**Working data:**
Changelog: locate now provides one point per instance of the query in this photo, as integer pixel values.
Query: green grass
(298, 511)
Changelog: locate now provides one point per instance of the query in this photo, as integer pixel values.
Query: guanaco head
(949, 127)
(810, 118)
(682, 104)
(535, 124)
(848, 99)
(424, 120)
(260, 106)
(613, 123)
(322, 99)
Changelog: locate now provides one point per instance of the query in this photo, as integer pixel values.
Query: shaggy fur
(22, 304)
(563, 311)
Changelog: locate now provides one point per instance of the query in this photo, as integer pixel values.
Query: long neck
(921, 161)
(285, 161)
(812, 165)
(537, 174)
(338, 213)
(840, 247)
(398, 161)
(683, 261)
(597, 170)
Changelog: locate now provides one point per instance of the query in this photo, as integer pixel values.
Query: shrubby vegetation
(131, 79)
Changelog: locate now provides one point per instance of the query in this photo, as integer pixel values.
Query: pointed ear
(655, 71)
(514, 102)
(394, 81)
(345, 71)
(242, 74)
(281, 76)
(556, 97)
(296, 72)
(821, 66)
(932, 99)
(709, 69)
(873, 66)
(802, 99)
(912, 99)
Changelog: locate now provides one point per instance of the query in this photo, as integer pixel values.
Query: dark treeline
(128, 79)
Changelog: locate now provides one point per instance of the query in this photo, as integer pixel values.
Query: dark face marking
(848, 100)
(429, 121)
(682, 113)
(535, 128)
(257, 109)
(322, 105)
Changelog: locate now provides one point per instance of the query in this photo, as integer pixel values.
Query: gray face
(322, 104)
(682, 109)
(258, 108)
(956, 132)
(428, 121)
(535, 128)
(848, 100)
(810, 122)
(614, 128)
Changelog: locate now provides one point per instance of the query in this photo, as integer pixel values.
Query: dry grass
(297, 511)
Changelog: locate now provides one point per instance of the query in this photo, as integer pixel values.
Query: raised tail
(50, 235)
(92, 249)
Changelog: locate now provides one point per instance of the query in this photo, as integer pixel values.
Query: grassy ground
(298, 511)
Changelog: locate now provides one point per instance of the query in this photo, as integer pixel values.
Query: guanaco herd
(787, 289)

**Goal of the exercise:** Print each entry exactly as it was written.

**Response for this exercise:**
Changelog: locate now provides one point per instance of the query in this photo, as integer pixel values.
Query: green grass
(298, 511)
Changelog: locate now provides one point per instance of the query in this photo, as integer pixel values.
Query: guanaco head
(949, 127)
(810, 118)
(682, 104)
(535, 124)
(848, 99)
(424, 120)
(260, 106)
(613, 123)
(322, 99)
Changelog: locate now provides one point per instance of the query in this photo, as integer pixel values.
Query: shaggy fur
(22, 304)
(563, 311)
Changelog: locate now provides one point per instance of the query in this photo, as integer pixel values.
Query: long neck
(921, 161)
(285, 161)
(812, 165)
(537, 174)
(338, 213)
(840, 247)
(398, 161)
(683, 261)
(597, 170)
Changelog: locate now provides one point per instance of the query in this photo, as integer pixel values.
Query: shrubby vegetation
(131, 79)
Changelog: locate now provides one point per instance of the query in this photo, as integer pixel values.
Query: pointed ear
(655, 71)
(514, 102)
(394, 81)
(345, 71)
(242, 74)
(281, 76)
(556, 97)
(296, 72)
(821, 66)
(932, 99)
(709, 69)
(873, 66)
(802, 99)
(912, 99)
Changelog: locate now provides one point per instance of the query in this photo, as integer pixel values.
Query: dark treeline
(128, 79)
Changelog: locate now provides one point per instance of the query in this photo, as integer pixel values.
Query: dark face marking
(848, 100)
(429, 121)
(682, 113)
(535, 128)
(257, 109)
(322, 105)
Changelog: locate now provides one point per instance of the query in this photo, as integer pixel values.
Query: gray face
(322, 104)
(682, 109)
(258, 108)
(956, 132)
(428, 121)
(535, 128)
(848, 100)
(810, 122)
(614, 128)
Changelog: locate now provides one point per instance of the query in this photo, as integer pixel values.
Query: dry grass
(297, 511)
Changelog: locate now provides one point per instance of the query in this photo, as integer pixel values.
Query: raised tail
(50, 235)
(92, 249)
Changelog: locate now provides one point per instance of the query in this photo, as integer pixel values.
Query: grassy ground
(298, 511)
Changelog: locate now provides one point per instance of the query in this photo, as integer pixel values.
Query: guanaco herd
(787, 289)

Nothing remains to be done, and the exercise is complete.